------ Task inputs ------

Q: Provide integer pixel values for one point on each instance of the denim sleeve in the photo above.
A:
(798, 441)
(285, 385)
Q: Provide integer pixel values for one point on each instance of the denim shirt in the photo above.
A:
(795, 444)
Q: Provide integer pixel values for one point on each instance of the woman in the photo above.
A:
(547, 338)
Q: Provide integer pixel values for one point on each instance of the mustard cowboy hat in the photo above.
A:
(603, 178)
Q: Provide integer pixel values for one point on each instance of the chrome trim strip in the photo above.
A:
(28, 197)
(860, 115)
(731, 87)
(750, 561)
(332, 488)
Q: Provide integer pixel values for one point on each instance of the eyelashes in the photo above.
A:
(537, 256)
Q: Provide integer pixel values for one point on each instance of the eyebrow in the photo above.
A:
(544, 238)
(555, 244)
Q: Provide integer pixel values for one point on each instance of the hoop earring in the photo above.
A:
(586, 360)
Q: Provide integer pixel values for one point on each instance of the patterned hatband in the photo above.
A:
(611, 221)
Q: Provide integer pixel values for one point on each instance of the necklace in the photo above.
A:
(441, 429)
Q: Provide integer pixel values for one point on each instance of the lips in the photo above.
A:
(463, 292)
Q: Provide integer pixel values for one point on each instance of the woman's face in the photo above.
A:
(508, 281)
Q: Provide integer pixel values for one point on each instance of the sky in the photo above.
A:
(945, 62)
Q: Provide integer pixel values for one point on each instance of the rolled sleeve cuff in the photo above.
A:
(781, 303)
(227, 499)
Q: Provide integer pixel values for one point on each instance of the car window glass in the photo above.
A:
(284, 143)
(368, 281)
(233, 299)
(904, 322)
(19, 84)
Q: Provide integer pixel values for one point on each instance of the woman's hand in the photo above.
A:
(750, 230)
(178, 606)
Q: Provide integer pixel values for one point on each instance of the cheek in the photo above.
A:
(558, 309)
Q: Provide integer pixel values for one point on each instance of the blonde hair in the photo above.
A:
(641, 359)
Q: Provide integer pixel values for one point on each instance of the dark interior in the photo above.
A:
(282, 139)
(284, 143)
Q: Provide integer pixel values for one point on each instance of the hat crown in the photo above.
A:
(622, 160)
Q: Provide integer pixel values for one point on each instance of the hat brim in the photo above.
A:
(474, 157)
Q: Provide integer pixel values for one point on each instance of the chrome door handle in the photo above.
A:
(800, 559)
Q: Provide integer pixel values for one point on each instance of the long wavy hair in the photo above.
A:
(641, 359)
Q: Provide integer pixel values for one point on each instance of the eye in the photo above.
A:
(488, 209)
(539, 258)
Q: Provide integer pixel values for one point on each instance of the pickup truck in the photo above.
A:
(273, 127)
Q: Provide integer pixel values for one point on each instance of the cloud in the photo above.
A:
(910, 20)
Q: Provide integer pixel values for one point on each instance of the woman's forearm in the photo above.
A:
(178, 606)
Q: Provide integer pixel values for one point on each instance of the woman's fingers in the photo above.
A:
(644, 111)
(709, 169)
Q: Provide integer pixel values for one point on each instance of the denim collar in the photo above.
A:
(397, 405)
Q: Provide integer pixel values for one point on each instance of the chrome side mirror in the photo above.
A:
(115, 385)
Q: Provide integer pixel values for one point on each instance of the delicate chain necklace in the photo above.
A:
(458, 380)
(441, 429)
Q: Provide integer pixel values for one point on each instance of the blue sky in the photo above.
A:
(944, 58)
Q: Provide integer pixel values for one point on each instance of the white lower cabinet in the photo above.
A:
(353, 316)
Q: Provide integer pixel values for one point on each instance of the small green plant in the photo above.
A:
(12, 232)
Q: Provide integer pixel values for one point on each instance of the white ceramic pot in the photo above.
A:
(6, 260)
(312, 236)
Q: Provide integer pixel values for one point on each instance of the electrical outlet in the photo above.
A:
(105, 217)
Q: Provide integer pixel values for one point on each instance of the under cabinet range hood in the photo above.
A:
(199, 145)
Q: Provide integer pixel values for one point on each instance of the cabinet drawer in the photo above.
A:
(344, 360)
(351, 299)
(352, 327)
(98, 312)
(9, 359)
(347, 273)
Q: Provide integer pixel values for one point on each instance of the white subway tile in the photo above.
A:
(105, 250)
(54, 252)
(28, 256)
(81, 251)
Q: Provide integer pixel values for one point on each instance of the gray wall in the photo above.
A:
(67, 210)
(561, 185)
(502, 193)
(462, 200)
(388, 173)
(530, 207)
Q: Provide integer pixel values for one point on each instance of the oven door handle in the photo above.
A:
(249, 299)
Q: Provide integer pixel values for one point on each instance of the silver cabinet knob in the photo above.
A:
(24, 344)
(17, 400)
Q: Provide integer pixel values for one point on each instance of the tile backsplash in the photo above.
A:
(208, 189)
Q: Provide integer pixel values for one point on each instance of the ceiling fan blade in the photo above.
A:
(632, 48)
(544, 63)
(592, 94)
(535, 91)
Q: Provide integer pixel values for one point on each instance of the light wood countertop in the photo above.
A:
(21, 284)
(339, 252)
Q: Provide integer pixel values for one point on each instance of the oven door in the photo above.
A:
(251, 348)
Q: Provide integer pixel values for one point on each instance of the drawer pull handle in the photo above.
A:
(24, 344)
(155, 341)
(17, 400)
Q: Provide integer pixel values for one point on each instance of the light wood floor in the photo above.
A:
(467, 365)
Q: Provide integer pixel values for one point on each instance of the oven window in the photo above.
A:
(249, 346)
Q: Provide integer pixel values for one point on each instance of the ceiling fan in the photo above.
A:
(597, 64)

------

Write out every line of the data again, exactly as it reads.

Q: Provide integer pixel values for one point on each instance of the denim sleeve in the photo above.
A:
(798, 441)
(285, 385)
Q: Provide integer pixel values for one point on each instance of the denim shirt in the photo above.
A:
(795, 444)
Q: Provide integer pixel values for one point on each instance of the woman in the photo above.
A:
(547, 338)
Q: Provide integer pixel values for one point on each instance of the mustard cowboy hat in the photo above.
A:
(603, 178)
Q: Provide integer pixel values for one point on each instance of the chrome trim strip in the photo above.
A:
(28, 197)
(860, 115)
(731, 87)
(750, 561)
(332, 488)
Q: Provide integer pixel values for one point on each instance of the eyelashes in the photo above.
A:
(537, 256)
Q: Provide integer pixel values for one point on each instance of the eyebrow in the photo above.
A:
(544, 238)
(555, 244)
Q: Provide integer pixel values for one point on each instance of the hoop earring in the photo above.
A:
(586, 360)
Q: Provide integer pixel values for one point on each instance of the patterned hatband in the photo above.
A:
(611, 221)
Q: Provide integer pixel values for one point on each instance of the necklace in the photo above.
A:
(441, 429)
Q: Provide integer pixel values for one point on each instance of the lips in the photo above.
A:
(463, 292)
Q: Provide integer pixel values for one point on each instance of the woman's face in the photo above.
A:
(508, 281)
Q: Provide integer pixel values for one point on each instance of the sky in the photo above.
A:
(945, 62)
Q: Provide integer pixel values for one point on each instance of the rolled sleeve cuff in the photo above.
A:
(781, 303)
(227, 499)
Q: Provide integer pixel values for one point on each instance of the car window glass in the photo above.
A:
(284, 143)
(368, 281)
(233, 299)
(904, 322)
(19, 84)
Q: Provide integer pixel values for one point on each instance of the woman's hand in the photo above.
A:
(750, 230)
(178, 606)
Q: Provide integer pixel values for one point on each instance of the cheek in the photo above.
A:
(558, 309)
Q: Provide integer pixel values for one point on each instance of the blonde hair in the photo above.
A:
(641, 359)
Q: Provide integer pixel values for one point on each instance of the dark interior in the photo above.
A:
(282, 139)
(284, 143)
Q: Provide integer pixel values for one point on each instance of the hat crown in the photo above.
A:
(622, 160)
Q: Provide integer pixel values for one point on each instance of the hat brim in the photo above.
A:
(474, 157)
Q: Provide integer pixel values for one point on each instance of the chrome door handle in the photo above.
A:
(800, 559)
Q: Provide integer pixel values for one point on each instance of the long wavy hair in the photo above.
A:
(641, 359)
Q: Provide integer pixel values for one point on each instance of the eye in the photo above.
A:
(488, 209)
(539, 258)
Q: Provide integer pixel values for one point on each instance of the pickup truck in the photo above.
A:
(273, 127)
Q: Provide integer pixel values for one point on each instance of the cloud in the photo above.
A:
(910, 20)
Q: Provide integer pixel values for one point on each instance of the woman's forearm in the photo above.
A:
(178, 606)
Q: Provide integer pixel values for one point on each instance of the woman's fingers in the photo above.
A:
(644, 111)
(709, 169)
Q: Provide integer pixel values for one point on each instance of the denim collar in the photo above.
A:
(397, 405)
Q: Provide integer pixel values for one point on each instance of the chrome side mirror in the photo above.
A:
(115, 385)
Q: Provide integer pixel values for one point on each instance of the delicate chain necklace in the photo above.
A:
(458, 380)
(441, 429)
Q: Provide integer pixel values for one point on each instance of the blue sky in the photo above.
A:
(944, 58)
Q: Provide integer pixel values for one point on each instance of the white lower cabinet in the photo above.
A:
(353, 316)
Q: Provide integer pixel values for one point on each instance of the small green plant in the photo above.
A:
(12, 232)
Q: Provide integer pixel values for one point on each instance of the white ceramic pot in the photo above.
A:
(6, 260)
(312, 236)
Q: Provide integer pixel values for one point on each instance of the electrical outlet in the photo above.
A:
(105, 217)
Q: Provide integer pixel values for one point on each instance of the under cabinet range hood in the photo above.
A:
(199, 145)
Q: Provide integer pixel values for one point on each instance of the cabinet drawer in the photo above.
A:
(344, 360)
(351, 299)
(352, 327)
(98, 312)
(9, 359)
(347, 273)
Q: Provide integer pixel values for one point on each instance of the white subway tile in the photo above.
A:
(105, 250)
(54, 252)
(28, 256)
(81, 251)
Q: Provide integer pixel values for one point on each instance of the gray wall in the photo above.
A:
(67, 210)
(561, 185)
(502, 193)
(462, 200)
(388, 173)
(530, 207)
Q: Provide integer pixel values for one point on each instance of the oven door handle in the photo above.
A:
(249, 299)
Q: Provide integer pixel values for one point on each instance of the silver cabinet knob in the photo above.
A:
(24, 344)
(17, 400)
Q: Provide integer pixel values for one point on each instance of the tile backsplash in the photo above.
A:
(208, 189)
Q: Provide integer pixel values for one point on each instance of the ceiling fan blade in the photo above.
A:
(632, 48)
(544, 63)
(592, 94)
(535, 91)
Q: Provide integer pixel values for one point on each instance of the light wood countertop in the photo above.
A:
(21, 284)
(339, 252)
Q: Provide integer pixel values for one point on each instance of the oven door in the photo above.
A:
(251, 348)
Q: Provide integer pixel values for one point on each instance of the drawer pull handle in the photo above.
A:
(24, 344)
(155, 341)
(17, 400)
Q: Provide integer pixel values for one point on each instance of the light wood floor in the photo above.
A:
(467, 365)
Q: Provide integer pixel values for one point on each instance of the oven window in the photo above.
A:
(249, 346)
Q: Provide integer pixel values for one point on each instance of the ceiling fan in the photo above.
A:
(597, 64)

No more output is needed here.